**Task**
Set down word for word the part of the AWS summit write-up below that starts at the words "A little behind" and ends after "such as Shutl.".

**Text section**
————

A little behind schedule, Dr Werner Vogels opened the summit with a comprehensive (read long) keynote on the AWS now and in the future, including some of the new services that have come about recently (53 in the first quarter of 2013 alone). He introduced a number of customers who have used the AWS platform, including a number of very large names in the UK, such as Shell and as well as smaller start-ups such as Shutl.
Big Werner Vogals on a very big stage |
Werner outlined the strategy for the company and gave us little insights into the internal workings of Amazon. In particular, how Amazon believes in and practises lean principles at their organisation. The insight into how some of the cloud based operations at other organisations seemed to, in part, back up some of the stereotypes associated with the governance of data, such as don't put most sensitive data online. This didn't seem to be a concern at all points and was certainly not one imposed due to any technical limitation, but it did show that some organisations do still have some concerns surrounding the non-colocation of their data.
Steve Schmidt then took over and introduced a number of key information security objectives. He had a lot to say and there was a lot of detail about the AWS security processes and policies. Very impressive as it happens but given they have DoD clients, this is hardly surprising. One of the implicit things that both Steve and Werner introduced without 'saying' in both their own and case study examples was the need for good governance. Indeed, shell were very explicit about their data governance and as such, cloud should never be considered something that should allow your governance processes to become lax. Indeed, the opposite is true in cloud environments. An important lesson there, especially in VPC environments where the clients manage their own keys.

————

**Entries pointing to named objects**
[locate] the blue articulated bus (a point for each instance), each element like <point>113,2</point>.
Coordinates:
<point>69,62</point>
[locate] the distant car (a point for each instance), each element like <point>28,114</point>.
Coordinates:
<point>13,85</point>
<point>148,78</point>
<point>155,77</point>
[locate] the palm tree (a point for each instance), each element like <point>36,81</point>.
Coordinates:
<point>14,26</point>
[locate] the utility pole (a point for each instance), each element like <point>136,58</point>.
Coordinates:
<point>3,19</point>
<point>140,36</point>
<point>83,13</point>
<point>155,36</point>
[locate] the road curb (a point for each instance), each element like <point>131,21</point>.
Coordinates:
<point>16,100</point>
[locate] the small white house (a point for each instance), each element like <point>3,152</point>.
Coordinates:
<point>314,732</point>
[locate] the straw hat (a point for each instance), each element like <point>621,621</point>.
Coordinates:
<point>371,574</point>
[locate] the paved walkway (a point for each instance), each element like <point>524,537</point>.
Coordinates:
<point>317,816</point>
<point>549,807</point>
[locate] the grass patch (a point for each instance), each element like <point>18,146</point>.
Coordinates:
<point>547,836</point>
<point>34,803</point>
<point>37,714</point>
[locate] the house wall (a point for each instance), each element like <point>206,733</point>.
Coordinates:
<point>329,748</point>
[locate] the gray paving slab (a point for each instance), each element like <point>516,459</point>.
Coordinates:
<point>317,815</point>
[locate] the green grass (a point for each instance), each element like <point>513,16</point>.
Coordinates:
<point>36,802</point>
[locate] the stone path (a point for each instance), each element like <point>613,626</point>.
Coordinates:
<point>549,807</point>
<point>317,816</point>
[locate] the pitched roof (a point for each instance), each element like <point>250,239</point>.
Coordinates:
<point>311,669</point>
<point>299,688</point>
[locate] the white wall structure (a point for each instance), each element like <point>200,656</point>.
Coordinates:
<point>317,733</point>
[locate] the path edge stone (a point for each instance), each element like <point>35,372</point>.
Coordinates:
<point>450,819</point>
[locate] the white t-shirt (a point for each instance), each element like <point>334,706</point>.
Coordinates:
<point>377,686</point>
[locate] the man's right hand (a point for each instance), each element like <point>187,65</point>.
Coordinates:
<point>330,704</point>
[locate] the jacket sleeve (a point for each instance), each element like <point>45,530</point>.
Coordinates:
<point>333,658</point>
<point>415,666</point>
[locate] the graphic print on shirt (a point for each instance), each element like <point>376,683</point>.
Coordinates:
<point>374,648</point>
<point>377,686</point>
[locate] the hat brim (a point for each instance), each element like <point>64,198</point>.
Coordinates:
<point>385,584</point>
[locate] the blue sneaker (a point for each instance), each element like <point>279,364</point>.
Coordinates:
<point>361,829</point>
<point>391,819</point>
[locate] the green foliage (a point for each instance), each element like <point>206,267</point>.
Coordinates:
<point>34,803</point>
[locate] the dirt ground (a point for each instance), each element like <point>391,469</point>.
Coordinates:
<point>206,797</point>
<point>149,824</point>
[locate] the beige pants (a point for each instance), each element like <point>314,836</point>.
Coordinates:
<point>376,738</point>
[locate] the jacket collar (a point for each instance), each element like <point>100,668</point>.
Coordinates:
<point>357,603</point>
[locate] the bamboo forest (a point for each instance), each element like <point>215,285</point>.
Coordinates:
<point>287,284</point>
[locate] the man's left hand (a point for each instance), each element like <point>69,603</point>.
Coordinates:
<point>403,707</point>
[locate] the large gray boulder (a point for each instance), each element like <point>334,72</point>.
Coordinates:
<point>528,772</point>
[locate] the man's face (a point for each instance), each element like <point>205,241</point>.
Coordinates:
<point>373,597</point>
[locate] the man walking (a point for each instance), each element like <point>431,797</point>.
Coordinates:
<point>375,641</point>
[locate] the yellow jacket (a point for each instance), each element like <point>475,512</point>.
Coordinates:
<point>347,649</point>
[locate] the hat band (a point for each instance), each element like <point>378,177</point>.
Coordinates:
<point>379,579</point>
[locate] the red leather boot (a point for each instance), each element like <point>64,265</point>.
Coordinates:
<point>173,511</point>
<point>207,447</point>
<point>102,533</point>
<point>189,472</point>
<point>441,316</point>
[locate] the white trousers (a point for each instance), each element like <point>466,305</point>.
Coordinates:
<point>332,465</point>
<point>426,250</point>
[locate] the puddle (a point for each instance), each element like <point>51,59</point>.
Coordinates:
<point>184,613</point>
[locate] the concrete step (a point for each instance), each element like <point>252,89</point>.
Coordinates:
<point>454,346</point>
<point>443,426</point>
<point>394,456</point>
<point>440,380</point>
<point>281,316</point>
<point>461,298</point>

————

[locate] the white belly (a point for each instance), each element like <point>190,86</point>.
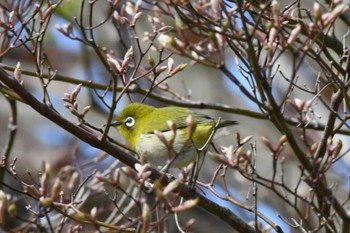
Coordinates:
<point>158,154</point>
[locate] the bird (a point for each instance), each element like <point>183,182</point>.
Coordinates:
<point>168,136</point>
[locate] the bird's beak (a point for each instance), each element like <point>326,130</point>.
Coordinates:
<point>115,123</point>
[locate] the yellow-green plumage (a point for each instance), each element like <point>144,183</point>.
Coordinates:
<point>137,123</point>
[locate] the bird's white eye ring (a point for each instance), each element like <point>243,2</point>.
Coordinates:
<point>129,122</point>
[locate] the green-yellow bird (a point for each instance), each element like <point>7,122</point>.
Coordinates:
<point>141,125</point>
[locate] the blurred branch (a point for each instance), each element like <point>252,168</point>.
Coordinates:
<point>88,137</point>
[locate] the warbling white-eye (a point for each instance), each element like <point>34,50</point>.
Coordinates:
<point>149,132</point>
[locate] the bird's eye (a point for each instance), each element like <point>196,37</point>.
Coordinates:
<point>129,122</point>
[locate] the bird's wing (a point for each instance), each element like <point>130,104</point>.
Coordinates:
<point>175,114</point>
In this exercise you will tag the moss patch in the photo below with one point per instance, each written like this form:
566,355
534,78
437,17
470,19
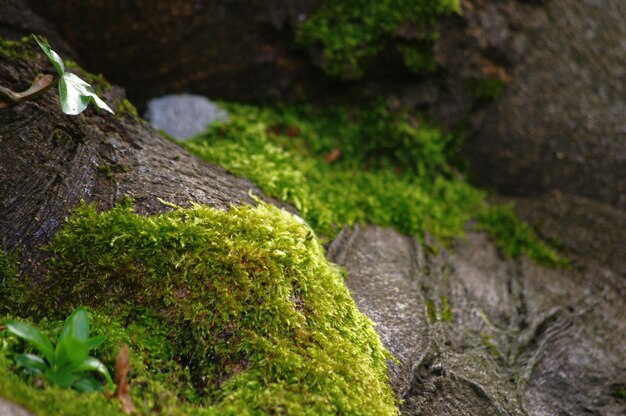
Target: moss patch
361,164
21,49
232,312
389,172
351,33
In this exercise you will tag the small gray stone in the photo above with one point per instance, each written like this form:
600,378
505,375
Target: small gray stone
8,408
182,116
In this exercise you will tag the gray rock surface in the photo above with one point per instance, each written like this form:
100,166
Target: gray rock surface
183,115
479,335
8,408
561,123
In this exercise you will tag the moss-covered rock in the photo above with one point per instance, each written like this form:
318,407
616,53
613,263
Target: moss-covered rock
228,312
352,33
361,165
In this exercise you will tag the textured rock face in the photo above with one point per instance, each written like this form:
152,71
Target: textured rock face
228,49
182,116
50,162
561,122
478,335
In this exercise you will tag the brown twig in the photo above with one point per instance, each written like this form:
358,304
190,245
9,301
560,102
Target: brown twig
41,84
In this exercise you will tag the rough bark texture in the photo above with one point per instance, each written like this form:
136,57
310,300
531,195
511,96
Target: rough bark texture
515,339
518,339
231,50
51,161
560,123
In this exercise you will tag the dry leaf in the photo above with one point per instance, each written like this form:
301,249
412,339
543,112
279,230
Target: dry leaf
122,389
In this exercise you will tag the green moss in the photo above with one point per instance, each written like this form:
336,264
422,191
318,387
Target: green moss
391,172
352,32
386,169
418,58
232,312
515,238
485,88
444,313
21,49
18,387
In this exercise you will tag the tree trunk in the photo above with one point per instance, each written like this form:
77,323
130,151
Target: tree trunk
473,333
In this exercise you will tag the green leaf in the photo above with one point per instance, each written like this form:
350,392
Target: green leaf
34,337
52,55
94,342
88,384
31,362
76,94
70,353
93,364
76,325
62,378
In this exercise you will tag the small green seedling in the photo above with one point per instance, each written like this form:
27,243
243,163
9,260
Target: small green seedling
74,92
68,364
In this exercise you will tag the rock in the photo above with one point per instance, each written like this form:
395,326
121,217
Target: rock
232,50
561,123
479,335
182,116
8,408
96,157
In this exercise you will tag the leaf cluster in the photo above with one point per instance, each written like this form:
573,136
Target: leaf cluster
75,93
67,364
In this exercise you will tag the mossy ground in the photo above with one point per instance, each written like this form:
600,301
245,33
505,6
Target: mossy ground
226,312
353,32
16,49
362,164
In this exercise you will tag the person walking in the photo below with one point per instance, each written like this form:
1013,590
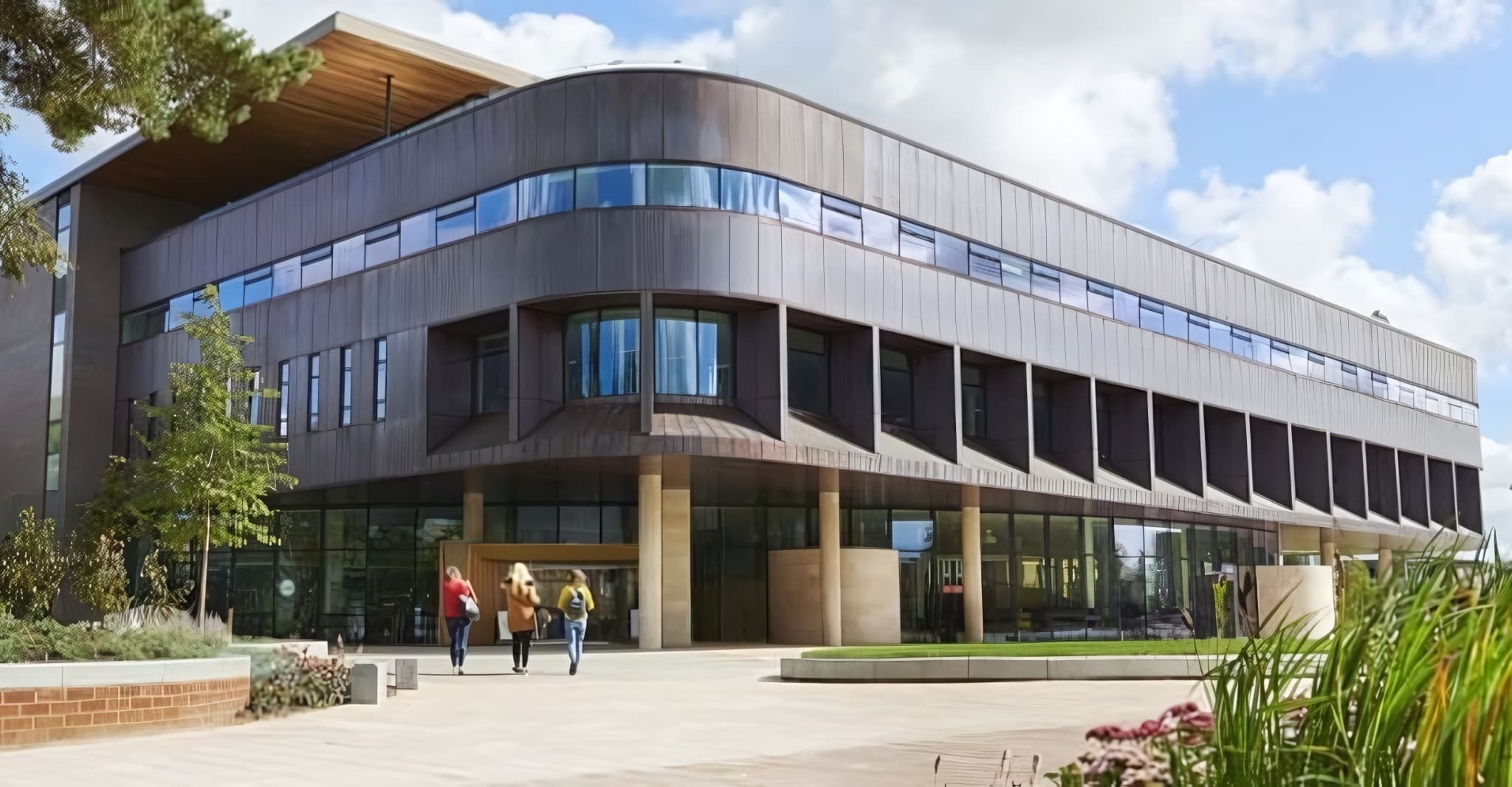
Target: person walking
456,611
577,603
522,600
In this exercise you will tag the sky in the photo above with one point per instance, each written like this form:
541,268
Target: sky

————

**Completed task**
A little behind schedule, Dr Werner Vogels opened the summit with a comprehensive (read long) keynote on the AWS now and in the future, including some of the new services that have come about recently (53 in the first quarter of 2013 alone). He introduced a number of customers who have used the AWS platform, including a number of very large names in the UK, such as Shell and as well as smaller start-ups such as Shutl.